### EXERCISE DETAILS
Return each line of the records below that contains the word "sign", copied verbatim.

### RECORDED INFORMATION

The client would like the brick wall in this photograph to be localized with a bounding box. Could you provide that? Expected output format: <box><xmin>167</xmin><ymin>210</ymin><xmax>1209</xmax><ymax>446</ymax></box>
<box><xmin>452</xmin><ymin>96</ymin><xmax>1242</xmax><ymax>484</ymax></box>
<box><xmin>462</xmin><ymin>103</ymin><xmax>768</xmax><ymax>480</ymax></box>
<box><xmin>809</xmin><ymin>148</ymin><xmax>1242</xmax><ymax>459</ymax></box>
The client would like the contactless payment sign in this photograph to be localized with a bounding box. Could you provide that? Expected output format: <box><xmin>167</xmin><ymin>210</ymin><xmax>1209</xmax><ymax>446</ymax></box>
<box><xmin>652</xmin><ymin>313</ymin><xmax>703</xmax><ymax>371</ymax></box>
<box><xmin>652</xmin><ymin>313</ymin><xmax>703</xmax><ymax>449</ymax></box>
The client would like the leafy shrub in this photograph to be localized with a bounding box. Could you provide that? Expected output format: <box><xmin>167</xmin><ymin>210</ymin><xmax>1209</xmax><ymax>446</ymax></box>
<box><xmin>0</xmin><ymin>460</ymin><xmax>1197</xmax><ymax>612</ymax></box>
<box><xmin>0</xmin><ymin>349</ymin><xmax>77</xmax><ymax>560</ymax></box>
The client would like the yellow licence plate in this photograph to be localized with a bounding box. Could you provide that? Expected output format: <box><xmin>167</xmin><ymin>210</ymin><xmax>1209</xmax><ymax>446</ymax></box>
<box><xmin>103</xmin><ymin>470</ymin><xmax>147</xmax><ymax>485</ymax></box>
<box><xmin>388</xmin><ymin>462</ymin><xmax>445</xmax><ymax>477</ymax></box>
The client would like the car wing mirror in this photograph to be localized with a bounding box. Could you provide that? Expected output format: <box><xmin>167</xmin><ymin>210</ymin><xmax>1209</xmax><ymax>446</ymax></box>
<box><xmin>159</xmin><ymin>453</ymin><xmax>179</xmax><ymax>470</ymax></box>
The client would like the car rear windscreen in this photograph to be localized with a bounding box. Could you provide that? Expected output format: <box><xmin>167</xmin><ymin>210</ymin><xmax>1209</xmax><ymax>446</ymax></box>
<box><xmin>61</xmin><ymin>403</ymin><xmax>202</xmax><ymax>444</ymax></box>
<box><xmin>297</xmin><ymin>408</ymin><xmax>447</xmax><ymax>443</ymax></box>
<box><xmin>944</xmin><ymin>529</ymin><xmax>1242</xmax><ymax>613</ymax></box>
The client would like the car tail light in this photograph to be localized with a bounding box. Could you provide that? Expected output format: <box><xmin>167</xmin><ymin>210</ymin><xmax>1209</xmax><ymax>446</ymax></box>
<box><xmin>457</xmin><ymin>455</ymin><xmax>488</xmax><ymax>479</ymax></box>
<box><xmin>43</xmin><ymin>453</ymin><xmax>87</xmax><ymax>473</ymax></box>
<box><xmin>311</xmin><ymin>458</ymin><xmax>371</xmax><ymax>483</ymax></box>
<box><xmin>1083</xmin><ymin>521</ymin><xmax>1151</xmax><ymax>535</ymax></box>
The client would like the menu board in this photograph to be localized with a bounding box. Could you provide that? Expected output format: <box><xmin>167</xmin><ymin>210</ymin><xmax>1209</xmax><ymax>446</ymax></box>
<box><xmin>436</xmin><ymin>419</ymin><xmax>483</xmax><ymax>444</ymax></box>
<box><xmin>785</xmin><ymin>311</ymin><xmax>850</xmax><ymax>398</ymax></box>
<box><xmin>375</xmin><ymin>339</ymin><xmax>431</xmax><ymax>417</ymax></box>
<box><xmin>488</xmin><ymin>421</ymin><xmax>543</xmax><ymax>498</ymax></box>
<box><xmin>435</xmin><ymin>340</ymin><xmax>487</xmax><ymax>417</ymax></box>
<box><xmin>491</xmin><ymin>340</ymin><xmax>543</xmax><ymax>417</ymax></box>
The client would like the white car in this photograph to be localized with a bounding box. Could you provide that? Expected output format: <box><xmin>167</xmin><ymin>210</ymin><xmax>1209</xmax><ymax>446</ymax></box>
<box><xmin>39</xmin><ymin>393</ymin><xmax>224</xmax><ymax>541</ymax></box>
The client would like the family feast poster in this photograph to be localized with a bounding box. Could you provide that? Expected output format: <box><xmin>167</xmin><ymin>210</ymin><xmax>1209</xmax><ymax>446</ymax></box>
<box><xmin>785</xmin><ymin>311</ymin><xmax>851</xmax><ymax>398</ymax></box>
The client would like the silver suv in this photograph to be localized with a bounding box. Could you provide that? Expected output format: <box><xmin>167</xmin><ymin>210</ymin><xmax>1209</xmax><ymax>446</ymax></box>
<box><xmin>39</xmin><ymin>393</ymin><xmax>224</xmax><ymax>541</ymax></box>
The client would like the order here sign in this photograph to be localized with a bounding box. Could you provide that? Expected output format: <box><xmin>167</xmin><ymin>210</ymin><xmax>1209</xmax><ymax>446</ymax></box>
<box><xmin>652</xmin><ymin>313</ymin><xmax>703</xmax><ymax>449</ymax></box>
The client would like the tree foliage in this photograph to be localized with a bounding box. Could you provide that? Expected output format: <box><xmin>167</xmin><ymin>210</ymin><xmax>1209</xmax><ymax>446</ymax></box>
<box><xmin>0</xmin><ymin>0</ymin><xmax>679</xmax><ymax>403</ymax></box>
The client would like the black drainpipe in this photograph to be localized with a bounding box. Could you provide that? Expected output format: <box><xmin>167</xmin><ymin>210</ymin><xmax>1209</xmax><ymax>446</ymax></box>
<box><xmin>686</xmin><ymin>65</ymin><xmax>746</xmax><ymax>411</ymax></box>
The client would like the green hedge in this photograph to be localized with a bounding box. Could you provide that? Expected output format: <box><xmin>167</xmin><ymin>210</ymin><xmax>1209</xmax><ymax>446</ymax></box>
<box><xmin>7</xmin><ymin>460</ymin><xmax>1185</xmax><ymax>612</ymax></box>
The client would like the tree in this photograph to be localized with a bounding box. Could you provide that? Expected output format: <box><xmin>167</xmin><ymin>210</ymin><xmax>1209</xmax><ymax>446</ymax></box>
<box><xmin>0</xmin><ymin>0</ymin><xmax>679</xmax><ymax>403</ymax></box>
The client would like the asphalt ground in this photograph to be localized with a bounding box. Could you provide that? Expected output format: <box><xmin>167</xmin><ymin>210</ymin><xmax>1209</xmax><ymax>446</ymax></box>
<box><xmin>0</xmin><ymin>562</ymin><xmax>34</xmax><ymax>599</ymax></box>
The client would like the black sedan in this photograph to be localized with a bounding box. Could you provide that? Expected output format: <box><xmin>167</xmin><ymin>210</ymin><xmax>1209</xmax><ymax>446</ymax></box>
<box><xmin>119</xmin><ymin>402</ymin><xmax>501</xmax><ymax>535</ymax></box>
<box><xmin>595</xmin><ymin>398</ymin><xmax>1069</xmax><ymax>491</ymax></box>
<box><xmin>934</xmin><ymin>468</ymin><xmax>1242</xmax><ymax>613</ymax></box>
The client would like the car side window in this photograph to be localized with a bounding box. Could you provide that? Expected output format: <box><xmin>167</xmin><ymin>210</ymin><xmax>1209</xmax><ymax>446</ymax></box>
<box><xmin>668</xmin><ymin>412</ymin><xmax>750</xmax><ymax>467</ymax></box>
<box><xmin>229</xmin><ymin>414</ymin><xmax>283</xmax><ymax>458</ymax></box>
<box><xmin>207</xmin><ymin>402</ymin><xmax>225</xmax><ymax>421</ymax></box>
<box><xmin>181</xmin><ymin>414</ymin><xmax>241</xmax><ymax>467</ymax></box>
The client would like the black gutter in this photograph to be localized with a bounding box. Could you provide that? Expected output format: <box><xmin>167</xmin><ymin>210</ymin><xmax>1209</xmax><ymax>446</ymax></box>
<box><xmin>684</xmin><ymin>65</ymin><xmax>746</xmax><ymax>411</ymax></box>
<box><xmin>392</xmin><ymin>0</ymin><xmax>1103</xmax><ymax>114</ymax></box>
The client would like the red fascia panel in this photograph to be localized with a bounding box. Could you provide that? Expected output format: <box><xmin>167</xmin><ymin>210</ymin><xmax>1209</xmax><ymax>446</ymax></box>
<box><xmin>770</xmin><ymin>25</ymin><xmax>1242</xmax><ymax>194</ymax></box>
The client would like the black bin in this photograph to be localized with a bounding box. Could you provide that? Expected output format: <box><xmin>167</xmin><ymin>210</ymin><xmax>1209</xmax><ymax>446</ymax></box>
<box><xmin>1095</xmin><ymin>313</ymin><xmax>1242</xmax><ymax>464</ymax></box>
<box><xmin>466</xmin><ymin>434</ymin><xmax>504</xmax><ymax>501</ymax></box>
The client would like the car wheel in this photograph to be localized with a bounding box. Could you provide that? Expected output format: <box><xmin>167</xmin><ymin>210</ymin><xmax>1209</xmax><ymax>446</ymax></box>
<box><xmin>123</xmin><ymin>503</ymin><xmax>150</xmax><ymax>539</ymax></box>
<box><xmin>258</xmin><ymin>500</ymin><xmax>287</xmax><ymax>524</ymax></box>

### COMPLETE OUTPUT
The client would like the contactless payment sign in this photograph to be localized with a bounding box. Could you provide that? Expected output format: <box><xmin>167</xmin><ymin>210</ymin><xmax>1209</xmax><ymax>446</ymax></box>
The client would like the order here sign in this photograph to be localized with a bounding box. Could you provide that? Expected output format: <box><xmin>167</xmin><ymin>210</ymin><xmax>1209</xmax><ymax>446</ymax></box>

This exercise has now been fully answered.